Prompt
Reproduce the entries exactly, but keep the pictures out of the copy.

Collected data
####
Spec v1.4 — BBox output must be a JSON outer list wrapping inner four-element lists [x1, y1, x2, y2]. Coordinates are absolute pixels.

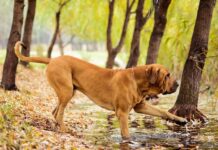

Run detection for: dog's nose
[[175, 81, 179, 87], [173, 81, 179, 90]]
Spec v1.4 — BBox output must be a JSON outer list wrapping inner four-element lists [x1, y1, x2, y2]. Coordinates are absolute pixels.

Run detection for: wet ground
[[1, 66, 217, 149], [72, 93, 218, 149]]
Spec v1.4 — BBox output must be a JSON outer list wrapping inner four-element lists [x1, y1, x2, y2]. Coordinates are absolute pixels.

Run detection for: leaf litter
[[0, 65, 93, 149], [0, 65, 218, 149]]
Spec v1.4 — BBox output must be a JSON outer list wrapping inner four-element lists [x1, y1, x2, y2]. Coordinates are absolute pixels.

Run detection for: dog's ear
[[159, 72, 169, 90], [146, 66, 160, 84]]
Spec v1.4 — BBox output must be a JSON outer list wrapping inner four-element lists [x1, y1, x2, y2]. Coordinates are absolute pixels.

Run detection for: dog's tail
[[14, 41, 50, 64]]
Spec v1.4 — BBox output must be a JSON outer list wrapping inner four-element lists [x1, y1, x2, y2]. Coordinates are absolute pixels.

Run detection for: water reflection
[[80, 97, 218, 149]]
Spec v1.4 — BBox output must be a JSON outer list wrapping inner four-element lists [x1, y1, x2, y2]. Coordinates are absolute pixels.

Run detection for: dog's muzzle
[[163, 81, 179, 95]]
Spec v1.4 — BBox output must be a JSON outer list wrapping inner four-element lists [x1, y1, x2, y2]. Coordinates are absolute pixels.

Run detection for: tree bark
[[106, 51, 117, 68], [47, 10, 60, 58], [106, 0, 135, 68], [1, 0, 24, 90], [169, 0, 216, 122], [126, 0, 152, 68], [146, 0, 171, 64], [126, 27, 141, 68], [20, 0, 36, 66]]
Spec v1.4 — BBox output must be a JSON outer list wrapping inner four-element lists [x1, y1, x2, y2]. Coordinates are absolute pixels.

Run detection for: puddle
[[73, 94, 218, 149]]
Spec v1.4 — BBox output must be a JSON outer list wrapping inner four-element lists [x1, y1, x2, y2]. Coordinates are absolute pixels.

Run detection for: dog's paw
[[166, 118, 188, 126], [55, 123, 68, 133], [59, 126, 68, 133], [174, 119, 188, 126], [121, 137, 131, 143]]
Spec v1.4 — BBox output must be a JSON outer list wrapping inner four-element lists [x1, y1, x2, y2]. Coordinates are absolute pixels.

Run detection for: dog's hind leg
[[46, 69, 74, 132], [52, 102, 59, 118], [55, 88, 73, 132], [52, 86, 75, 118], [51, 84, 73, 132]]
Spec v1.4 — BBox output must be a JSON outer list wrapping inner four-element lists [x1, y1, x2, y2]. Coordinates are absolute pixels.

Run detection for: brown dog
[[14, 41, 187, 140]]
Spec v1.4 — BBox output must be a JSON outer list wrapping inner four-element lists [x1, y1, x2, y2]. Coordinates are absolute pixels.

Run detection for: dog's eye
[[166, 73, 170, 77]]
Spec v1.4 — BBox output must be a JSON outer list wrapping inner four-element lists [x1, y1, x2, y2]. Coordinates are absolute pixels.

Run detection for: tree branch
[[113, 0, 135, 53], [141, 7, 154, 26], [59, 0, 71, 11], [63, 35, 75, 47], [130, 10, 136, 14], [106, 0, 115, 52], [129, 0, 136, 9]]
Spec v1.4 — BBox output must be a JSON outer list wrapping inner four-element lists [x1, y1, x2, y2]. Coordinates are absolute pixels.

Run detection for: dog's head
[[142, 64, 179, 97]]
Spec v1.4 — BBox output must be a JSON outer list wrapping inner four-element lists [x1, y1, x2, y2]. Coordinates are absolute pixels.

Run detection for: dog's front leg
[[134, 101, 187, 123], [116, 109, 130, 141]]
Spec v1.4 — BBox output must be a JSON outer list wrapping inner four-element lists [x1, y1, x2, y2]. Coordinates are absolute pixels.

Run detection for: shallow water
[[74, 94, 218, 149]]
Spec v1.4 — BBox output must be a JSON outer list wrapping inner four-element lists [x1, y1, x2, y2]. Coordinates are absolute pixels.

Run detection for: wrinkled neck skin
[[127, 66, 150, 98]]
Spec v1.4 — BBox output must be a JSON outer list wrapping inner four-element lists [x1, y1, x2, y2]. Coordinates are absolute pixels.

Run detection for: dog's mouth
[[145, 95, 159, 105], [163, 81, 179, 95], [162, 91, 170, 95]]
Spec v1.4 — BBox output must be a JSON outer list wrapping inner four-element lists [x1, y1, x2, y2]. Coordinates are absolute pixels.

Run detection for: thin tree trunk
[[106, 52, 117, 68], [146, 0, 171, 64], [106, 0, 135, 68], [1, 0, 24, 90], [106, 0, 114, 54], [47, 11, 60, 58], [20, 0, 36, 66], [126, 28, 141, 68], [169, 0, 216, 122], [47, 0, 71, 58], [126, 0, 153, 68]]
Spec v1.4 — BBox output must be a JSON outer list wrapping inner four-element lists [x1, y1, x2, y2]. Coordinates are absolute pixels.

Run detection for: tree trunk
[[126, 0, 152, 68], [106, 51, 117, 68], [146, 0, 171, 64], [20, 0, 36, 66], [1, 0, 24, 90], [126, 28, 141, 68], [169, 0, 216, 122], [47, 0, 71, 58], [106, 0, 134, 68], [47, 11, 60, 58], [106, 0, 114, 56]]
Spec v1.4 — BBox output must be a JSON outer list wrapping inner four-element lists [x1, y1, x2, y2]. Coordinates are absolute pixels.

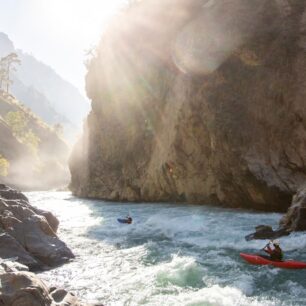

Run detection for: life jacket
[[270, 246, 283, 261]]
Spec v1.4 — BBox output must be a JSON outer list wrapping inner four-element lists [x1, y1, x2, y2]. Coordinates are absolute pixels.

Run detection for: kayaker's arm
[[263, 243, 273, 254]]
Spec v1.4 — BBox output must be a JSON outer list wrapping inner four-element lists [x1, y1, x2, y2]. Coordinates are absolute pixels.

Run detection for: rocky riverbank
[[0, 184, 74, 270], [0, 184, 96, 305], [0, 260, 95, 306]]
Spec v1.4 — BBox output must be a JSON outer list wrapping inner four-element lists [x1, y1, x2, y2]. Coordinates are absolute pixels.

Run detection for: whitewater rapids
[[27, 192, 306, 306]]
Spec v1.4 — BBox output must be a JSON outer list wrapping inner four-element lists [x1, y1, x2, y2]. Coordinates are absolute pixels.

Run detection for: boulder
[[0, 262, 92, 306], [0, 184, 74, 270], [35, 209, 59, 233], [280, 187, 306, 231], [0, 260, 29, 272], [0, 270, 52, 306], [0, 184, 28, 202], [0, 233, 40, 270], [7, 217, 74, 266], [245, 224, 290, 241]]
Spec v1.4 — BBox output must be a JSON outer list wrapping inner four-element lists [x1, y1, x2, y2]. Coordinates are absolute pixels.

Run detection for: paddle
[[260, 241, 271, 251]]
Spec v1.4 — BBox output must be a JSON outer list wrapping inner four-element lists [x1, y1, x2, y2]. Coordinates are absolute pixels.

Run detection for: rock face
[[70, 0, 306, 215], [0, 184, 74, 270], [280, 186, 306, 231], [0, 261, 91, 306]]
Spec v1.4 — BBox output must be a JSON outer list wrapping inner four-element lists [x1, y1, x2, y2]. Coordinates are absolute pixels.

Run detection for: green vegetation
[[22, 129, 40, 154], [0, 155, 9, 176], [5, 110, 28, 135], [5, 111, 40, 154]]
####
The answer
Spec v1.4 — BBox output must be a JSON outer list wrapping inner four-element lists [x1, y1, x2, y2]. Coordinates are absolute pixels.


Run detection for: dog's nose
[[175, 81, 179, 87], [173, 81, 179, 90]]
Spec v1.4 — BBox output must be a JSON outer list wrapping inner four-element lists [x1, y1, x2, y2]. Coordinates are absolute pixels.

Run detection for: wet ground
[[1, 66, 217, 149], [72, 93, 218, 149]]
Spec v1.4 — BBox output must be a JSON outer list wrapping inner four-element lists [x1, y1, x2, y2]. Coordinates are absolute pixels.

Run detection for: leaf litter
[[0, 65, 93, 149], [0, 65, 218, 149]]
Spec v1.4 — BBox output must be a JSON outer list wrapping inner four-element lists [x1, y1, x2, y2]. Coordinates are absolute pixels.

Run detection for: dog's ear
[[159, 72, 169, 90], [146, 66, 160, 84]]
Spec v1.4 — BBox output must be a JSON outer list wrapping inner four-element lists [x1, y1, x2, y2]. Coordinates are absolute pixels.

Run detection for: dog's tail
[[14, 41, 50, 64]]
Spec v1.4 — BBox output must be a JSON outer list wrapping inner four-element lists [x1, y1, x2, y2]. Coordinates are absolute pixels.

Run detection for: water reflection
[[80, 97, 218, 149]]
Spec v1.4 — BBox output must be a JSON outer list wrapping inner four-element lists [x1, y1, x2, y2]. Coordinates are absolute pixels.

Run detection for: dog's muzzle
[[163, 81, 179, 95]]
Spec v1.4 — BBox output must be a JSON outer list wrapping inner four-element lists [x1, y1, x2, y2]. Coordinates are absolute pixels.

Run detection for: tree bark
[[106, 51, 117, 68], [47, 10, 60, 58], [106, 0, 135, 68], [1, 0, 24, 90], [169, 0, 216, 122], [126, 0, 152, 68], [146, 0, 171, 64], [126, 27, 141, 68], [20, 0, 36, 66]]
Spec v1.4 — BBox output must be a JSON outer list wrapping inner four-element lists [x1, y1, x2, y2]. Coordinates are absolute pixels.

Run detection for: puddle
[[73, 94, 218, 149]]
Spec v1.4 — BBox output must be a JSON outer list wrapping inner four-element lists [x1, y1, x2, y2]. Coordinates are absolute pixels.

Run detection for: dog's paw
[[166, 118, 188, 126], [55, 123, 68, 133], [59, 126, 68, 133], [174, 119, 188, 126], [121, 137, 131, 143]]
Spec v1.4 — BBox output must be a JSON outer list wrapping inner four-element lists [x1, y1, x2, y2]. Coordinates are absolute pixels.

Run detection for: dog's hind leg
[[46, 69, 74, 132], [52, 102, 59, 118], [55, 88, 73, 132], [52, 86, 75, 118], [51, 84, 73, 132]]
Spec v1.4 — BBox output must be a JSON outer list wrapping inner four-element lists [x1, y1, x2, y2]. Coordinates are absolute pixels.

Run detection for: brown dog
[[14, 41, 187, 140]]
Spec v1.4 — BBox output must be a JSON outer list wrapping inner four-element lists [x1, y1, x2, y2]. Coordinates are absolute pixels.

Run detection for: dog's eye
[[166, 73, 170, 77]]
Spec v1.4 — BBox output must be a JSON outer list wrapping inner four-element lists [x1, y1, x2, y2]. Coordinates are absolute pixels.

Run detection for: tree branch
[[113, 0, 135, 53], [141, 7, 154, 26], [59, 0, 71, 11], [63, 35, 75, 47], [130, 10, 136, 14], [106, 0, 115, 52], [129, 0, 136, 9]]
Spec v1.4 — BBox output must be a JSON outer list wrapping inner four-element lists [x1, y1, x2, y2]. Coordinates are absolute pixels.

Run detection for: dog's head
[[142, 64, 179, 97]]
Spec v1.4 — BBox output must be a JSON outer list wrapping inner four-element lists [x1, y1, x2, y2]. Coordinates are absolute pixels.

Run detection for: dog's front leg
[[134, 101, 187, 123], [116, 109, 130, 141]]
Spec v1.4 — BBox output must be a JSON outer list wrapping inner four-element lists [x1, y1, x2, y2]. Coordinates are absolute pixels.

Run detection for: shallow water
[[74, 94, 218, 149]]
Spec v1.4 — BBox output must be a JSON outer list wrapping inner four-element lists [x1, y1, x2, y2]. Coordinates are absolute pixels.

Run detection for: wrinkled neck skin
[[127, 66, 150, 98]]
Spec v1.4 — BBox output must be a JSON outer list wrapping inner four-element lists [x1, y1, x2, y2]. Coordinates are absolute pixels.

Run detection for: dog's mouth
[[145, 95, 159, 105], [163, 81, 179, 95], [162, 91, 170, 95]]
Spec v1.4 — BBox output must be a JSON outer list wrapping inner four-element lists [x1, y1, x2, y2]. Coordinates are absolute pixels.

Run detection for: thin tree trunk
[[106, 52, 117, 68], [146, 0, 171, 64], [106, 0, 135, 68], [1, 0, 24, 90], [106, 0, 114, 54], [47, 11, 60, 58], [20, 0, 36, 66], [126, 28, 141, 68], [169, 0, 216, 122], [47, 0, 71, 58], [126, 0, 153, 68]]
Spec v1.4 — BBox output must be a JSON outer list wrapping inner four-element lists [x1, y1, x2, y2]. Coordinates are absolute pixels.

Run detection for: tree trunk
[[126, 0, 152, 68], [106, 51, 117, 68], [146, 0, 171, 64], [20, 0, 36, 66], [1, 0, 24, 90], [126, 28, 141, 68], [169, 0, 216, 122], [47, 0, 71, 58], [106, 0, 134, 68], [47, 11, 60, 58], [106, 0, 114, 56]]
Spec v1.4 — BBox output must be a JSON outer list wrapping inner four-element lists [x1, y1, x2, y2]. Coordinates are absolute pixels.


Run detection for: life jacket
[[270, 246, 283, 261]]
Spec v1.4 — BBox output must be a JSON outer list wrapping inner four-element lists [x1, y1, x2, y2]. Coordinates are absolute pixels.

Run detection for: kayaker's arm
[[263, 243, 273, 254]]
Spec v1.4 — BBox output must be a JSON outer list wrapping inner four-element lists [x1, y1, x2, y2]. Coordinates are absolute pixels.

Run detection for: rocky riverbank
[[0, 184, 74, 270], [0, 184, 96, 305], [0, 260, 95, 306]]
Spec v1.4 — BBox output must be a JSON outer list wrapping inner four-element lists [x1, y1, x2, y2]. Coordinates are absolute pixels.

Run detection for: whitewater rapids
[[27, 192, 306, 306]]
Spec v1.4 — BBox output must be a JSON outer list wrapping inner four-element lists [x1, y1, x2, y2]. Coordinates are absolute pixels.

Run detection for: boulder
[[0, 262, 92, 306], [0, 184, 74, 270], [35, 209, 59, 233], [280, 187, 306, 231], [0, 260, 29, 272], [0, 270, 52, 306], [0, 184, 28, 202], [0, 233, 40, 270], [7, 217, 74, 266], [245, 224, 290, 241]]
Spec v1.4 — BBox output must be a JSON outer list wrapping inner four-element lists [x1, y1, x2, y2]. Coordinates are absolute pixels.

Run detection for: paddle
[[260, 241, 271, 251]]
Spec v1.4 — BBox output must be a JSON outer list wrapping inner four-element lists [x1, y1, x2, y2]. Coordinates are absolute pixels.

Run detection for: rock face
[[70, 0, 306, 215], [0, 184, 74, 270], [280, 186, 306, 231], [0, 261, 91, 306]]
Spec v1.4 — BBox output must be a JSON outer list wrapping inner four-element lists [x1, y1, x2, y2]. Coordinates are absolute pixels.

Run detection for: green vegetation
[[22, 129, 40, 154], [0, 155, 9, 176], [5, 110, 28, 135], [5, 111, 40, 154]]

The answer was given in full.